_Work required_
Please answer from the circumcision post: what reduction in risk do the studies show for a circumcised HIV-negative man contracting HIV from an HIV-positive woman?

Sunday, September 6, 2009

Universal Circumcision?

Well, the Center of Disease Control continues to outdo themselves. The CDC is now considering a campaign to push for universal circumcision in the United States.

The reason for this stems comes from a series of recent studies, mostly conducted in Africa, which demonstrate that circumcision can help reduce the transmission of HIV. The studies in-and-of themselves are rather interesting. They're not completely bogus studies - they are large, controlled studies, and the methodology seems sound. The studies show that there is a 40%-60% reduction in the risk of a circumcised HIV negative man contracting the disease from an HIV positive woman when compared to an uncircumcised man. As for the reason behind this, Rabin from the New York Times explains:

Circumcision is believed to protect men from infection with HIV because the mucosal tissue of the foreskin is more susceptible to IV and can be an entry portal for the virus. Observational studies have found that uncircumcised men have higher rates of other sexually transmitted diseases like herpes and syphilis, and a recent study in Baltimore found that heterosexual men were less likely to have become infected with HIV from infected partners if they were circumcised.


However, there is one pretty obvious problem with these studies: these trials were all done on heterosexual men. While the transmission of HIV as they measured it in the studies is a common scenario in Africa, the same does not apply in the United States. The rates of HIV infection are much lower in the US than they are in Africa. HIV in the US is more common among homosexual men, and there is little to no evidence that circumcision protects men from contracting the disease from other men. Circumcision also obviously does nothing to protect anyone against getting infected from a shared needle, which is another common way HIV is transmitted in the US.

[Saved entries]
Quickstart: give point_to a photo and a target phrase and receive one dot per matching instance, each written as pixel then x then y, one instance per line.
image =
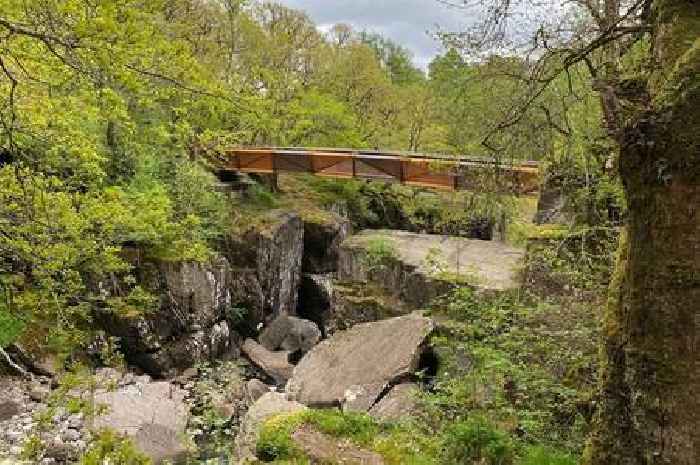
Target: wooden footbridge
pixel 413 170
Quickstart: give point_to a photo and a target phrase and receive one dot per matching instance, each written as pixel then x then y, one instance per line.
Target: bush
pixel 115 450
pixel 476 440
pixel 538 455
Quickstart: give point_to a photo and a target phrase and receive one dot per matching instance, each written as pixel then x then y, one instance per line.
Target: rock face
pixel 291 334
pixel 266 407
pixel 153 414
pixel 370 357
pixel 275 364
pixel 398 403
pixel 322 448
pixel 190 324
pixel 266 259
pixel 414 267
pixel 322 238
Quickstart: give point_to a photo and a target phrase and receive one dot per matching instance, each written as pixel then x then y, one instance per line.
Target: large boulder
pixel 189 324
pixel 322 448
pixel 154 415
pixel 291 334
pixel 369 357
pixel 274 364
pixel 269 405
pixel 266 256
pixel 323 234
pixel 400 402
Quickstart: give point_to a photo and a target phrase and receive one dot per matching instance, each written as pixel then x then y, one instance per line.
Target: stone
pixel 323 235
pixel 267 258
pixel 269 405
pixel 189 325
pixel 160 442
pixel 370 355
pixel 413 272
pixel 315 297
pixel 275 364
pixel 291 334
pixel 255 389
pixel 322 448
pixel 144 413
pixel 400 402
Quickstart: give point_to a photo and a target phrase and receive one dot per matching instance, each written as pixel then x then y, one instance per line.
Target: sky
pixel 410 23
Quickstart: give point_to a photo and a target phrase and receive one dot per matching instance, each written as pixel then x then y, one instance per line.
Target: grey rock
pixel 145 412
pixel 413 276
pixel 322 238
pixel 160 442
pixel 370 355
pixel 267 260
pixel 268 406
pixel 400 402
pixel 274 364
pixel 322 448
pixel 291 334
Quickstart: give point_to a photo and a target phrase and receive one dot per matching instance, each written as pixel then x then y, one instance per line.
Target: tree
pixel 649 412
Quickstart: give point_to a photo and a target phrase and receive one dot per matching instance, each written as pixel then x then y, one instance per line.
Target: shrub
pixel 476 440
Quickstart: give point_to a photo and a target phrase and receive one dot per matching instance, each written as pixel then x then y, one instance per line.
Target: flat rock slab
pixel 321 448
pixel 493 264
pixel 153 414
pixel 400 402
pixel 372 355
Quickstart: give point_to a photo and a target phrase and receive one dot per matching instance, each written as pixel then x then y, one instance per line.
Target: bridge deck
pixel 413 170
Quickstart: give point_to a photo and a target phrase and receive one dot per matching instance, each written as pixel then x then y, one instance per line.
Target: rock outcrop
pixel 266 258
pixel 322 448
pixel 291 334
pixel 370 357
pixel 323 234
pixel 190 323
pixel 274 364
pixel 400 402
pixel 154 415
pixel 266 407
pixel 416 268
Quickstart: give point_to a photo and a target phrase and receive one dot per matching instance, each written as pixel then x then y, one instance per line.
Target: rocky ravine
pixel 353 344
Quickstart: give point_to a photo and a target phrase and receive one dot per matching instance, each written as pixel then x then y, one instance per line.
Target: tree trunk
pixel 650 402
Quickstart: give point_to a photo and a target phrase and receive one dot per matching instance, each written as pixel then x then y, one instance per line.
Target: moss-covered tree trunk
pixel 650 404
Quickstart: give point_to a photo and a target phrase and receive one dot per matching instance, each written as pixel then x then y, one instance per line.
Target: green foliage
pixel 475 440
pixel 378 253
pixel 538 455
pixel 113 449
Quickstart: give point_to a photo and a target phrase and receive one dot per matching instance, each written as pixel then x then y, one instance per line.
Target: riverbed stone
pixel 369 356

_Exercise response_
A 40%-60% reduction compared to an uncircumcised man.